Records from a data collection
[start]
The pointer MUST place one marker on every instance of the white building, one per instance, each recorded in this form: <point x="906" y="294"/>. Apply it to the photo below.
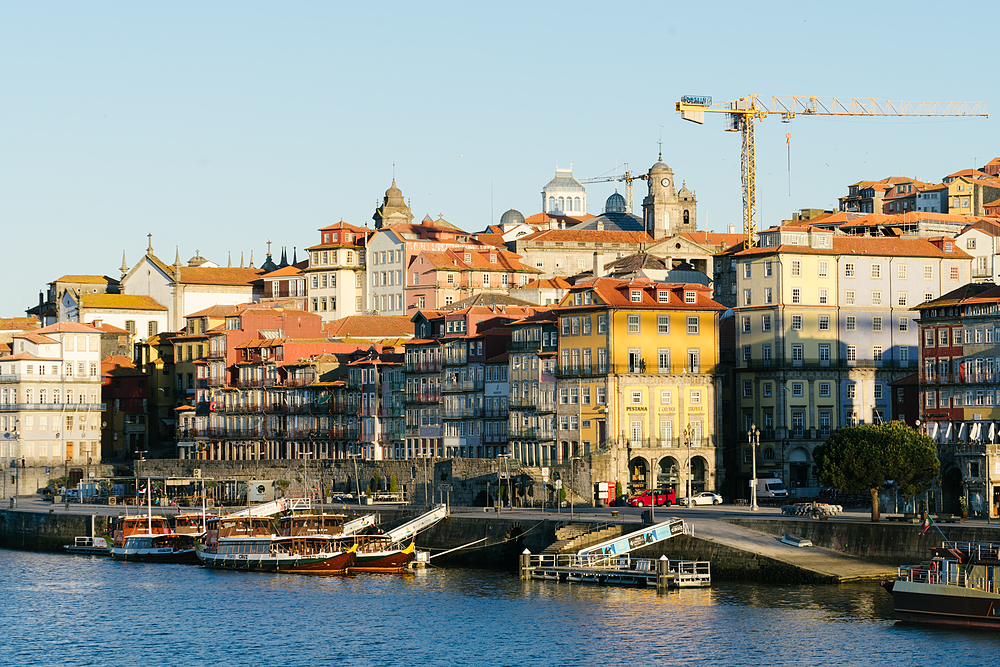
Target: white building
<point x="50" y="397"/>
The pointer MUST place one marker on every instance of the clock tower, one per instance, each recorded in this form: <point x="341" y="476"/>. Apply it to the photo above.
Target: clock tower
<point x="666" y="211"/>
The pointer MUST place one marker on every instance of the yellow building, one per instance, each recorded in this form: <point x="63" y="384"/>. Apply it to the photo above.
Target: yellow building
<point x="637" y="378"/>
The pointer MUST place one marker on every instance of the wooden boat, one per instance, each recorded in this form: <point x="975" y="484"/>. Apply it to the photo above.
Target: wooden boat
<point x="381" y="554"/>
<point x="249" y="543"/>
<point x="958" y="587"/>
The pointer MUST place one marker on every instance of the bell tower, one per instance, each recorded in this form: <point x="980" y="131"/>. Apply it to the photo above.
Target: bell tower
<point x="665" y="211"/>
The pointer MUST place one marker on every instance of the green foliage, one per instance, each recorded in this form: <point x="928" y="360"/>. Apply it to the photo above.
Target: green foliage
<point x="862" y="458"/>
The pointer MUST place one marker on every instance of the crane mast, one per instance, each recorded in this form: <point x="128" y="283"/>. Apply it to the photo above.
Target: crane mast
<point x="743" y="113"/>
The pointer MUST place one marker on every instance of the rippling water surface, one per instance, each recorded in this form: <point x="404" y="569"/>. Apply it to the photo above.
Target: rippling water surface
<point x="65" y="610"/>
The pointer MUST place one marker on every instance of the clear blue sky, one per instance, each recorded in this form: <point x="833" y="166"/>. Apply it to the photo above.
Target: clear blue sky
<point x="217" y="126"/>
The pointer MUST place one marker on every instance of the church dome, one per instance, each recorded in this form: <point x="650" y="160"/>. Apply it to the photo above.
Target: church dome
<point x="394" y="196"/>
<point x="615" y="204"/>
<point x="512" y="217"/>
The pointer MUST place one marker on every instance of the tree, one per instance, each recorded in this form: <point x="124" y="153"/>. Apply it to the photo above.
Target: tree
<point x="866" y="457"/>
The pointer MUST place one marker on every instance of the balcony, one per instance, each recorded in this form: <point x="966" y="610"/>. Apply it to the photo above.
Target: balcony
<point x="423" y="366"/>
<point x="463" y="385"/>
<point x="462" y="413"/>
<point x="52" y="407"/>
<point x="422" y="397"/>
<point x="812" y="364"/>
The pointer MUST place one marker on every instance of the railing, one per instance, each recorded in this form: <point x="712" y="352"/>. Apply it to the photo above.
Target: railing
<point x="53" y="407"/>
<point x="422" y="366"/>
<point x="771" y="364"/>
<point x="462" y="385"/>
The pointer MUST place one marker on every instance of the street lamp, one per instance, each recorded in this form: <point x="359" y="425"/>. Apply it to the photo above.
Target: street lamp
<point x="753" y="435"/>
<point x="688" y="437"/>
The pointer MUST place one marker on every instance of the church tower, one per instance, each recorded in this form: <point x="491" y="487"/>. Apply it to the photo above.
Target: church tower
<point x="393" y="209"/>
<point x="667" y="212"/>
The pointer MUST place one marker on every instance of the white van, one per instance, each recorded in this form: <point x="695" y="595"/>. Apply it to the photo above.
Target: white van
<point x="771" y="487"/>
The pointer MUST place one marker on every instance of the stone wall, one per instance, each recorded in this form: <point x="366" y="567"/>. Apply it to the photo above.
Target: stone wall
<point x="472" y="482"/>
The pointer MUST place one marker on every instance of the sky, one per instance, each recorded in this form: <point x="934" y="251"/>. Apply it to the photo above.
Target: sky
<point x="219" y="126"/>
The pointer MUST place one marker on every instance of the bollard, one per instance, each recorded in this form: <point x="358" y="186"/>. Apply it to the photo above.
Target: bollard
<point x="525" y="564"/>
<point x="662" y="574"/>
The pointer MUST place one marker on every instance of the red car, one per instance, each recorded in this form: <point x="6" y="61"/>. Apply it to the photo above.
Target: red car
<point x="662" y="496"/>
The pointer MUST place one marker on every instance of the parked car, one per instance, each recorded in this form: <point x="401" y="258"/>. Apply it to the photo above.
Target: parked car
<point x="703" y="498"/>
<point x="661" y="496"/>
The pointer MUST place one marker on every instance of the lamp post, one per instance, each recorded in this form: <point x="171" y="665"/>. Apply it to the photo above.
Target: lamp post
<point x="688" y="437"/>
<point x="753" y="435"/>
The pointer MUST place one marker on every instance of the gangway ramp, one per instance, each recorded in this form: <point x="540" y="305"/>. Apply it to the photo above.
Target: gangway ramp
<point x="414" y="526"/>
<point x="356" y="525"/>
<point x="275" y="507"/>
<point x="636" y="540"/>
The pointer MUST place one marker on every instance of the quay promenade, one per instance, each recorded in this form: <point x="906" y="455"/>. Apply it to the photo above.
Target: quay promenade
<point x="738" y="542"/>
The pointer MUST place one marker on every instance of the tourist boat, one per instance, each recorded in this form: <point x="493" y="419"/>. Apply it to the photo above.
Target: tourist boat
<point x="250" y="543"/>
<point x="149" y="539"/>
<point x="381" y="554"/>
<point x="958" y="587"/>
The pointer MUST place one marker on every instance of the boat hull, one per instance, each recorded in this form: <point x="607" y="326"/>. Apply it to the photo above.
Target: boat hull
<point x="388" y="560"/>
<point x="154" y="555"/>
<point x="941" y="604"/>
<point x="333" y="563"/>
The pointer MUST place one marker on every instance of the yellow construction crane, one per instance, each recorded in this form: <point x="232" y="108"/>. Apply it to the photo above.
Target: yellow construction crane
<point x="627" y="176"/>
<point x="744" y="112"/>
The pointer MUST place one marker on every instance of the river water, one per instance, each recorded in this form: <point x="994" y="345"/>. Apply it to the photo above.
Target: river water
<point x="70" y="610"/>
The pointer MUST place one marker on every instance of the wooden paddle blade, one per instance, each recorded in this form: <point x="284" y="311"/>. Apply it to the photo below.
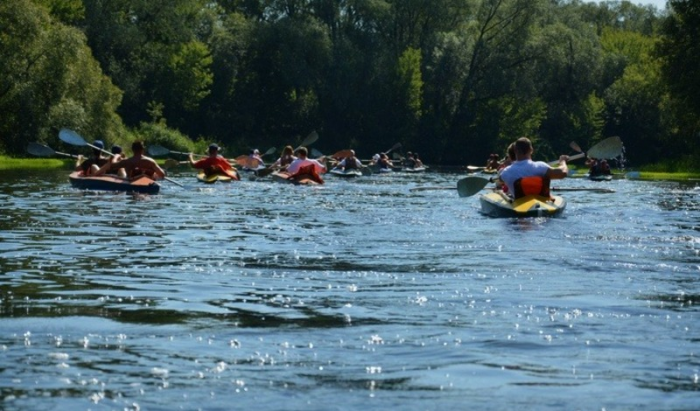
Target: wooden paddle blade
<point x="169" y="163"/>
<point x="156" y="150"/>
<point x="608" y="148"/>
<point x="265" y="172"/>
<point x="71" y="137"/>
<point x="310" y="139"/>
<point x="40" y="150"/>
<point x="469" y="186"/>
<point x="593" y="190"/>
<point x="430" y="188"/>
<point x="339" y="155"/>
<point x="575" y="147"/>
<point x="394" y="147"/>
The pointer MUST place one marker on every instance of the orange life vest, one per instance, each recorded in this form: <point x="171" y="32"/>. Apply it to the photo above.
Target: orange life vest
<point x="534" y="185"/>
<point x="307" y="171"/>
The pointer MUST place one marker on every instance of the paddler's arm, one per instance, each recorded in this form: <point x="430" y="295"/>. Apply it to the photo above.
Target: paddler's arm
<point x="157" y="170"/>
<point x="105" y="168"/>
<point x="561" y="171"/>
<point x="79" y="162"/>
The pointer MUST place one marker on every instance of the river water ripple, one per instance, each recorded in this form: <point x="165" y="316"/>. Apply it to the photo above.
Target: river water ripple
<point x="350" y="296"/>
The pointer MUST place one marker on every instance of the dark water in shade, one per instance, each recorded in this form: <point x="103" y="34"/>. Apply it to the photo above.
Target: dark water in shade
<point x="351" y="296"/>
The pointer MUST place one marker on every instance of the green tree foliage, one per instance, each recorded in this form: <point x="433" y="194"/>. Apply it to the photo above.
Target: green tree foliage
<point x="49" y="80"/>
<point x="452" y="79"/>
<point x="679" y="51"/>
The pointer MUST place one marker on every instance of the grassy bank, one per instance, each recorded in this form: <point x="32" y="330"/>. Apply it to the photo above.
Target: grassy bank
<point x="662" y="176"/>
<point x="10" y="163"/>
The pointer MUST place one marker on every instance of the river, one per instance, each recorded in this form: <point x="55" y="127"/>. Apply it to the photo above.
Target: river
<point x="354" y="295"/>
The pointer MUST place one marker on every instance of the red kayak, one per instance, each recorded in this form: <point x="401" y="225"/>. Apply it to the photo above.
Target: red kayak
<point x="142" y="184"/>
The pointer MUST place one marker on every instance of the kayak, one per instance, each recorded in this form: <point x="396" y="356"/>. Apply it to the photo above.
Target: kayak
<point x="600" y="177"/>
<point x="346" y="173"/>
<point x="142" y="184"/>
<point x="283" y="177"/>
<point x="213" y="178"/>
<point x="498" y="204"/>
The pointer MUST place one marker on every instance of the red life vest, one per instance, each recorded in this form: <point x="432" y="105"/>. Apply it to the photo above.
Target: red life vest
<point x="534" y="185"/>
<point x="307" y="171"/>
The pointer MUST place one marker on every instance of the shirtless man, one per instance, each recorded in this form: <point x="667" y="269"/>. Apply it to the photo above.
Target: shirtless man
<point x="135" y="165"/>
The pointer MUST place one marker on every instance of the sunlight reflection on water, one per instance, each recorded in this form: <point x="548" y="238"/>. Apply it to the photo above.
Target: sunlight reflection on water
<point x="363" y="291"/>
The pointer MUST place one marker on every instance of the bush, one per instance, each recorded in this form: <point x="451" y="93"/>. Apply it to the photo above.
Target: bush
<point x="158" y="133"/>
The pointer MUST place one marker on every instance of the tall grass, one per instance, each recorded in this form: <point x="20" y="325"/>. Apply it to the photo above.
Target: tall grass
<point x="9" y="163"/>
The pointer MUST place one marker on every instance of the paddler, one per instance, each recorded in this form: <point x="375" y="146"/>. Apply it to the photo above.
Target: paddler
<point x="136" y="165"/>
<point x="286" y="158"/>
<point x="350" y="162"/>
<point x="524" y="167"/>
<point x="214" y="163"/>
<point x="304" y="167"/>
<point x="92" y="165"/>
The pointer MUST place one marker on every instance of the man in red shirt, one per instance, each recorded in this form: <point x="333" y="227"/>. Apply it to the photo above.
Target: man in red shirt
[end]
Task to carry out
Would you give again, word for word, every line from the one with "the paddler, one" through the final line of the listing above?

Answer to this exercise
The pointer MUST place one marker on every instance of the paddler, one per instance, each recorded in this form: <point x="375" y="146"/>. Apply it to the photo above.
Target: paddler
<point x="136" y="165"/>
<point x="286" y="158"/>
<point x="350" y="162"/>
<point x="524" y="167"/>
<point x="214" y="163"/>
<point x="304" y="167"/>
<point x="92" y="165"/>
The pointer MUST place one marker on every instance of the man in red shirt, one per instance, each recorded in this form: <point x="333" y="227"/>. Apply it to the photo above.
Target: man in red shirt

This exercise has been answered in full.